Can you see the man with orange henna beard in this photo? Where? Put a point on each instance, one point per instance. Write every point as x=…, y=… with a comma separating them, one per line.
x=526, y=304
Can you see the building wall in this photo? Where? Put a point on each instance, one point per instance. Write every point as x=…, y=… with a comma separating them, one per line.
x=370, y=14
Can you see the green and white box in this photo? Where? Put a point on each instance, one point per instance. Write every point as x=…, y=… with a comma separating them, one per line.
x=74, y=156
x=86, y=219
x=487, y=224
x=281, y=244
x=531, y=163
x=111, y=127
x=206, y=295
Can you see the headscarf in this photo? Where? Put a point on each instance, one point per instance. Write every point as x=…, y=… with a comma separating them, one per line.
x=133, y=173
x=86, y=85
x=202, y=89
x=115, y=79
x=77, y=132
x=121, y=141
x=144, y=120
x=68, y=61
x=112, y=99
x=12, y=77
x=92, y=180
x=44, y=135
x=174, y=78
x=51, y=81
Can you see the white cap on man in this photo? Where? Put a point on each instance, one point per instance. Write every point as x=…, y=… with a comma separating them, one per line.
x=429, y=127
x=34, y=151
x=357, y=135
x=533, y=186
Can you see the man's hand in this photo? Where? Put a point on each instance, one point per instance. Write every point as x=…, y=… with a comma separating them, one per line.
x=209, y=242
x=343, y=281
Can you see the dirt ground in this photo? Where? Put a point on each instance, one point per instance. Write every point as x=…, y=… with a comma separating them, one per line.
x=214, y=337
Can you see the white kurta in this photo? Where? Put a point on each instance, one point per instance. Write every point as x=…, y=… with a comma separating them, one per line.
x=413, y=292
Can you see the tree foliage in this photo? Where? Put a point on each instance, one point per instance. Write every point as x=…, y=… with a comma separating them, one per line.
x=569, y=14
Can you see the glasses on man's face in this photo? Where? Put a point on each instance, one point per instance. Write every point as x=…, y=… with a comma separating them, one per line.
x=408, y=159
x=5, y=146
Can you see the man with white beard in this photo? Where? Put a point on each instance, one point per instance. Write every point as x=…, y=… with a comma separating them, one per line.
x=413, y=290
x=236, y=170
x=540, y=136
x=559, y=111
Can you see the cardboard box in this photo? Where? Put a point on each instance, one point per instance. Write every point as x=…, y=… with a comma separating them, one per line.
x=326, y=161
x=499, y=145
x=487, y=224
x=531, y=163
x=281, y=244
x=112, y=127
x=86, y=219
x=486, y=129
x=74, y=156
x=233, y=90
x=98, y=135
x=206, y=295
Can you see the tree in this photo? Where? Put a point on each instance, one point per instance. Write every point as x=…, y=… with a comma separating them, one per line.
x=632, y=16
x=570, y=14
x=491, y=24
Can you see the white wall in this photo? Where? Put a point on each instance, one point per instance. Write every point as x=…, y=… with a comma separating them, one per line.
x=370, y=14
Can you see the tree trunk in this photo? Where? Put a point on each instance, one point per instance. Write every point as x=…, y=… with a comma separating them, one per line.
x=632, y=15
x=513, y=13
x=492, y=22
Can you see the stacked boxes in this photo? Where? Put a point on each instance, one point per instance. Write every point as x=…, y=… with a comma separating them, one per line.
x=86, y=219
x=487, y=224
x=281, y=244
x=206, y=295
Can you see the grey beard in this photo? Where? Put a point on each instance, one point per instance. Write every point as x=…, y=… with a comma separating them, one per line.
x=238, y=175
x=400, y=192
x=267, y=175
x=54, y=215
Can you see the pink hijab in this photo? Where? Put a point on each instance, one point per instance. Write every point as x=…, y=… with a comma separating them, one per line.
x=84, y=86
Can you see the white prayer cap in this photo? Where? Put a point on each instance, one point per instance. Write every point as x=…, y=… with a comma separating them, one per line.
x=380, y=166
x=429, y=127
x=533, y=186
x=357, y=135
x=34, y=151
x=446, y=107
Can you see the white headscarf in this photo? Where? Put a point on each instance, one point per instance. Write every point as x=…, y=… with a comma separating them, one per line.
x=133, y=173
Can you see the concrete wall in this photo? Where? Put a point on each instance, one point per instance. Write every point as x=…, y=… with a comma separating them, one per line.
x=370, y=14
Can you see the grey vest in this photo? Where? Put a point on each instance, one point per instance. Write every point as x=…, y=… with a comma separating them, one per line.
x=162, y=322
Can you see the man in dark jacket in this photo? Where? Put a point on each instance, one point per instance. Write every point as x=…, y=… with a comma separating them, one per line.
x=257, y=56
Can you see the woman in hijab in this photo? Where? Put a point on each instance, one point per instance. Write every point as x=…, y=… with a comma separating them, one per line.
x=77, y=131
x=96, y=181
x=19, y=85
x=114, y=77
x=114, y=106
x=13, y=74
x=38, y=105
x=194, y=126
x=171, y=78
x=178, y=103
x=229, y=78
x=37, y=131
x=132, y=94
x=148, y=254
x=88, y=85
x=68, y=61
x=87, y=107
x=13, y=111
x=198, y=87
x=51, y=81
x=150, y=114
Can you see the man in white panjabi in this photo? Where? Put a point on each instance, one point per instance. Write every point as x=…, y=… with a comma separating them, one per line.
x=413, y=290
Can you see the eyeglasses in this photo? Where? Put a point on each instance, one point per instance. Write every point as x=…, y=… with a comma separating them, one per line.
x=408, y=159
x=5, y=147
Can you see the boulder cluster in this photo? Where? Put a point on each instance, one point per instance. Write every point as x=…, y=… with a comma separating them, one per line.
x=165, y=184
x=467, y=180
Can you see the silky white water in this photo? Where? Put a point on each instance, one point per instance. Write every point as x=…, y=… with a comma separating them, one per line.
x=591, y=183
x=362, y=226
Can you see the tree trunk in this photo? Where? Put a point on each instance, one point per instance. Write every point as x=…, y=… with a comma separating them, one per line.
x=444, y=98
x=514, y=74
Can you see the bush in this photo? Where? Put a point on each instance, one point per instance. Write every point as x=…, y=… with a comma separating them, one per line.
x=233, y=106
·····
▶ _AIM_: Please print everything from the line containing "Can you see the white kurta" down to the line containing "x=559, y=111", both included, copying each line word for word from the items above.

▶ _COMPLETE OUTPUT_:
Can you see the white kurta in this photo? Where? Put a point on each instance, one point per instance. Write every point as x=…, y=… with a comma separating them, one per line.
x=413, y=292
Can you see the tree foliage in this photo? Where? Put a point on each instance, one point per instance. Write every point as x=…, y=… with a comma separating them, one per line.
x=569, y=14
Can you see the glasses on man's face in this photo? Where? Put a point on each instance, one point per instance. Write every point as x=…, y=… with a comma separating them, one per line.
x=408, y=159
x=5, y=146
Can you see the man with white beard in this photo? Where? Put a point on each instance, one point per instance. Write every point as x=…, y=… with a comma separating them, one per line.
x=413, y=290
x=236, y=170
x=540, y=136
x=559, y=111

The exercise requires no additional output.